--- begin ---

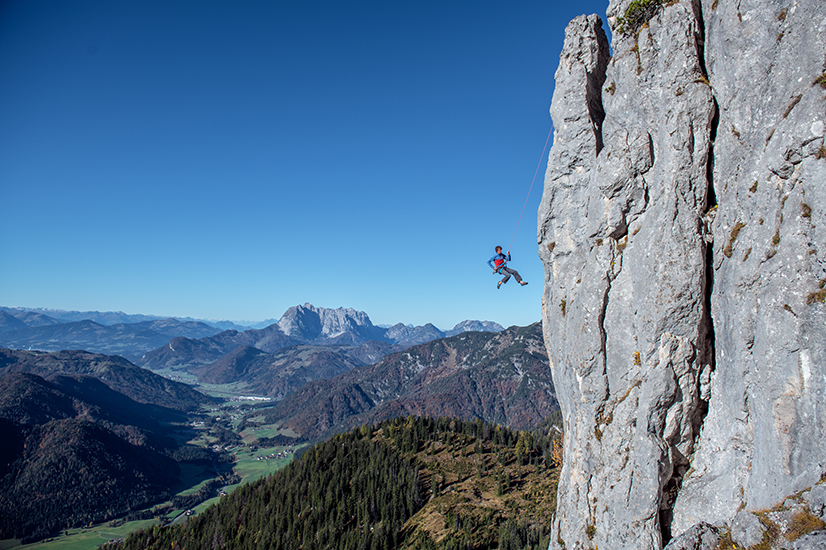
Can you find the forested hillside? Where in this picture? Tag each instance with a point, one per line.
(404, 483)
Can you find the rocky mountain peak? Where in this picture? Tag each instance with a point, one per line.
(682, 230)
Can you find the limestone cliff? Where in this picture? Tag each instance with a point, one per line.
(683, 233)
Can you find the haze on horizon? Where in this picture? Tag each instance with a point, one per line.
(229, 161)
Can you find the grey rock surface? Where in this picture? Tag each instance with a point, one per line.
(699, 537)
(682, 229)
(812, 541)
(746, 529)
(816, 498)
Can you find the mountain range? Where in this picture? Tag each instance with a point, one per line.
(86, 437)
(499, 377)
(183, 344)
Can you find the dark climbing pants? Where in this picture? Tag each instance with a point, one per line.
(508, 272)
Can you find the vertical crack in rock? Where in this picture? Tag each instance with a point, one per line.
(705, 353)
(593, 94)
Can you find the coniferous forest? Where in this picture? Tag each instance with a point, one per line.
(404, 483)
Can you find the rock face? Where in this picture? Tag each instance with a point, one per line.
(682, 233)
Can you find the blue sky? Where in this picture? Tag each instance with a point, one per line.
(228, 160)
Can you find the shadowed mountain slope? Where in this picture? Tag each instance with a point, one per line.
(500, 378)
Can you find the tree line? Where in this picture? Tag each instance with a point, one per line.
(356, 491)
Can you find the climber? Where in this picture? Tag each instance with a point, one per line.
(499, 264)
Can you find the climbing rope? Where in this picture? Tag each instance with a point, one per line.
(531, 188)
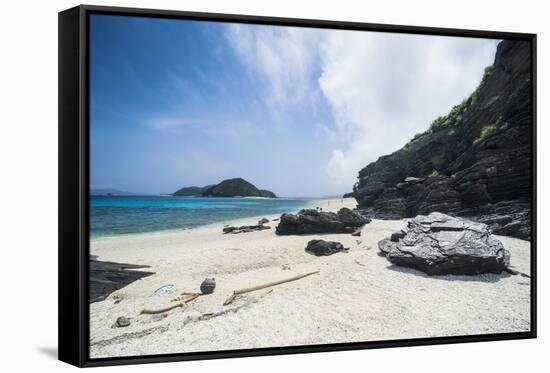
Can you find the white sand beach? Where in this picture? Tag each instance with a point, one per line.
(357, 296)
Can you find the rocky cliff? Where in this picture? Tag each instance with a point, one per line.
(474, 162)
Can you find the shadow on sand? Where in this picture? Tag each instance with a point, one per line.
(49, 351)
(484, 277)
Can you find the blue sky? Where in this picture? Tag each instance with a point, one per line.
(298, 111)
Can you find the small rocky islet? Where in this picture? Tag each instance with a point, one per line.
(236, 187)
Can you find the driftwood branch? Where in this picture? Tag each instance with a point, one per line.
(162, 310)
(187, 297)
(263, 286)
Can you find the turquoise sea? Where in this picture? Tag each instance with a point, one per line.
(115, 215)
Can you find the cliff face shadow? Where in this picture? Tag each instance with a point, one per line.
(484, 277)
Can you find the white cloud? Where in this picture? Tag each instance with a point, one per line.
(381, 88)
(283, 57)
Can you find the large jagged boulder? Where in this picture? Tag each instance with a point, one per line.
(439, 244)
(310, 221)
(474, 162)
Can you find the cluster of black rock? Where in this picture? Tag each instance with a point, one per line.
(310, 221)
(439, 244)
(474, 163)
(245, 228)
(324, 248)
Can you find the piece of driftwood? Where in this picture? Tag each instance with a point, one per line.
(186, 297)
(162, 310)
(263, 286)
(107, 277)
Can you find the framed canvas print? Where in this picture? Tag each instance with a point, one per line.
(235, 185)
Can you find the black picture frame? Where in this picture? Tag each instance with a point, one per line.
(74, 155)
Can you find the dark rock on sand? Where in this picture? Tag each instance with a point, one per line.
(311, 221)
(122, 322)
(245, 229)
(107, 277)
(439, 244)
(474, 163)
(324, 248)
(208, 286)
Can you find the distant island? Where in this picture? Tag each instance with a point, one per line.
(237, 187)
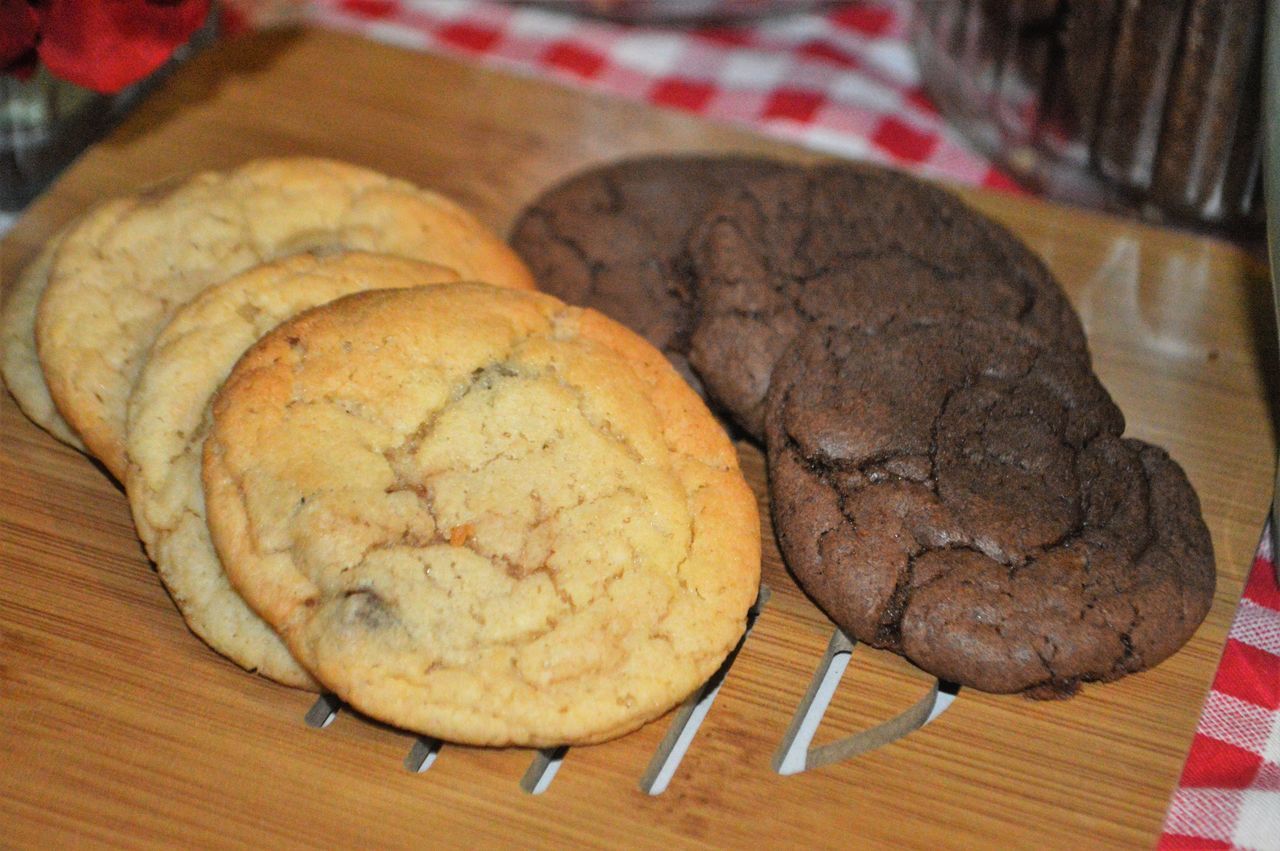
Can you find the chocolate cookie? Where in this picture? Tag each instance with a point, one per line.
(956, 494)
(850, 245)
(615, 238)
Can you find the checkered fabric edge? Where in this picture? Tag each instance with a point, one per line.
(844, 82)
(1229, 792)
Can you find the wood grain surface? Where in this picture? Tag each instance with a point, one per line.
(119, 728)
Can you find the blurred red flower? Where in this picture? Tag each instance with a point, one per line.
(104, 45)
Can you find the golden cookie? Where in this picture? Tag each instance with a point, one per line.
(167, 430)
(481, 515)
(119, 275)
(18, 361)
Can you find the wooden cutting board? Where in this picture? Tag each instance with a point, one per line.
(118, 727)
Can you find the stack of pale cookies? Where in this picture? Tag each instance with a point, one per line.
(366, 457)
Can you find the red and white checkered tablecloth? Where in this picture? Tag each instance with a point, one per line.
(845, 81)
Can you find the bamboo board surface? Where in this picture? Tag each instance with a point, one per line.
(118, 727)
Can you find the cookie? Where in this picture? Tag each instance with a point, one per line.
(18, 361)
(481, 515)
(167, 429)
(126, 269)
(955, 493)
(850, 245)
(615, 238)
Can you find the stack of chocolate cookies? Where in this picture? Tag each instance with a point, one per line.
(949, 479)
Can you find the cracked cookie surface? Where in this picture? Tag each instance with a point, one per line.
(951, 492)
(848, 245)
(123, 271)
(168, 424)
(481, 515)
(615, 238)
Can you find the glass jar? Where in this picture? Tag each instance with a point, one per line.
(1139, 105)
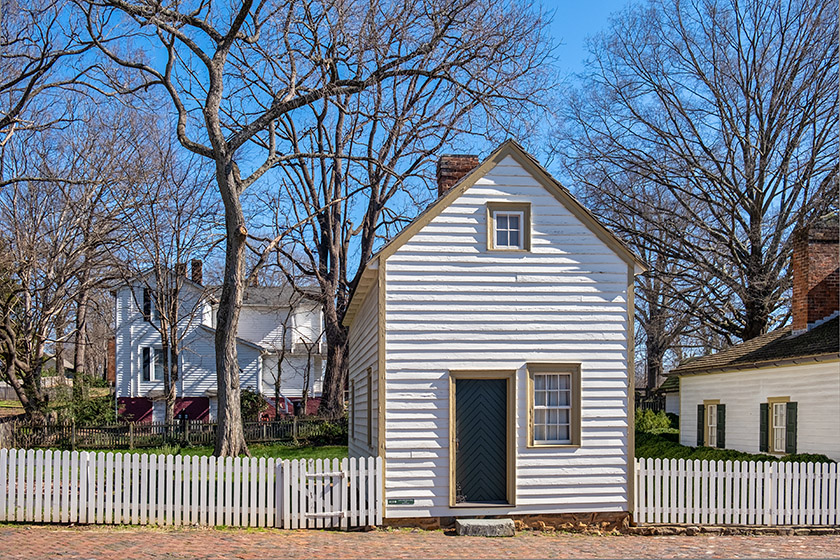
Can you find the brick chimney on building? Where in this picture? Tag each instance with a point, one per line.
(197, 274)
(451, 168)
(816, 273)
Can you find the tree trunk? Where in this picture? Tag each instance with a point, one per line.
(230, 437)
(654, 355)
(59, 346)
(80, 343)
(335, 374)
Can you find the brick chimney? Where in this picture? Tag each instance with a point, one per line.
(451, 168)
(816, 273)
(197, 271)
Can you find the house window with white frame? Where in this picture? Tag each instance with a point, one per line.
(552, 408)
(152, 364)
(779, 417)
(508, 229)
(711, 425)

--- end ---
--- begin ---

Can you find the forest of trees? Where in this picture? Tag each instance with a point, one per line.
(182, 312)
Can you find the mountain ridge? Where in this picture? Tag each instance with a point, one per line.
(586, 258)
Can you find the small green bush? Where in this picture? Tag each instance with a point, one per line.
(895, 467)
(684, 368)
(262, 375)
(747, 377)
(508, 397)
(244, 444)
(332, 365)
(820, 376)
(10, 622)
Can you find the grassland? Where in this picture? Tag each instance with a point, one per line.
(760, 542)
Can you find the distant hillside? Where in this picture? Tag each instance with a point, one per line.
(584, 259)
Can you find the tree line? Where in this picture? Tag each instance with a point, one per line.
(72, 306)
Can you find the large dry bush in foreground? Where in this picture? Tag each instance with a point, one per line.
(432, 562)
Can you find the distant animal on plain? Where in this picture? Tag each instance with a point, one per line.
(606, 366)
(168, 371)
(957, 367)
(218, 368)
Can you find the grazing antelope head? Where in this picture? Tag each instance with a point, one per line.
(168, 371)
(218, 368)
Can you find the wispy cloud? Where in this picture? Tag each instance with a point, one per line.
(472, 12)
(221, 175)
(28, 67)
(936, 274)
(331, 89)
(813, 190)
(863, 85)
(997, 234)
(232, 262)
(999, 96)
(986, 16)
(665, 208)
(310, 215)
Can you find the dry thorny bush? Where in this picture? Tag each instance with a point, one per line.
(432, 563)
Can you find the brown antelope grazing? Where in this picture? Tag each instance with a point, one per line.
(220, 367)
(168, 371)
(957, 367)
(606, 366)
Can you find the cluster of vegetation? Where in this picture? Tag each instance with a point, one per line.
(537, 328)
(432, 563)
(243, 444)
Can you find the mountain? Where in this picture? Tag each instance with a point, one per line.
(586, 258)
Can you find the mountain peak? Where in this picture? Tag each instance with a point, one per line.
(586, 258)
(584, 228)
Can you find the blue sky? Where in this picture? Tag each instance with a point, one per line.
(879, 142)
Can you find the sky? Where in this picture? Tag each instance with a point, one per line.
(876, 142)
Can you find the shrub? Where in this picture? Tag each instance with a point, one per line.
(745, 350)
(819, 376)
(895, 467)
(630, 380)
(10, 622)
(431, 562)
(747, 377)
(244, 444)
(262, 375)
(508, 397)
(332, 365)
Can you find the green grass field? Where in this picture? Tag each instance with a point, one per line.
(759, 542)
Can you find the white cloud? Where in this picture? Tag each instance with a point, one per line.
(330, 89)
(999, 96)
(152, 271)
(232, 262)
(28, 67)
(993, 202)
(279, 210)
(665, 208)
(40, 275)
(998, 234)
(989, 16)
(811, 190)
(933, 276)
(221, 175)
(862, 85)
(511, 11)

--- end ---

(WHAT THE TASK ASKS):
Identify every line in the material above that contains the word "cookies", and copy each of those lines. Case counts.

(ANSWER FOR THE TASK):
Can you find the stack of pale cookies? Where in this picture? Tag each instance with a point, one per line.
Can you find the stack of chocolate cookies? Where in this picture? Tag each instance with a point, one per line.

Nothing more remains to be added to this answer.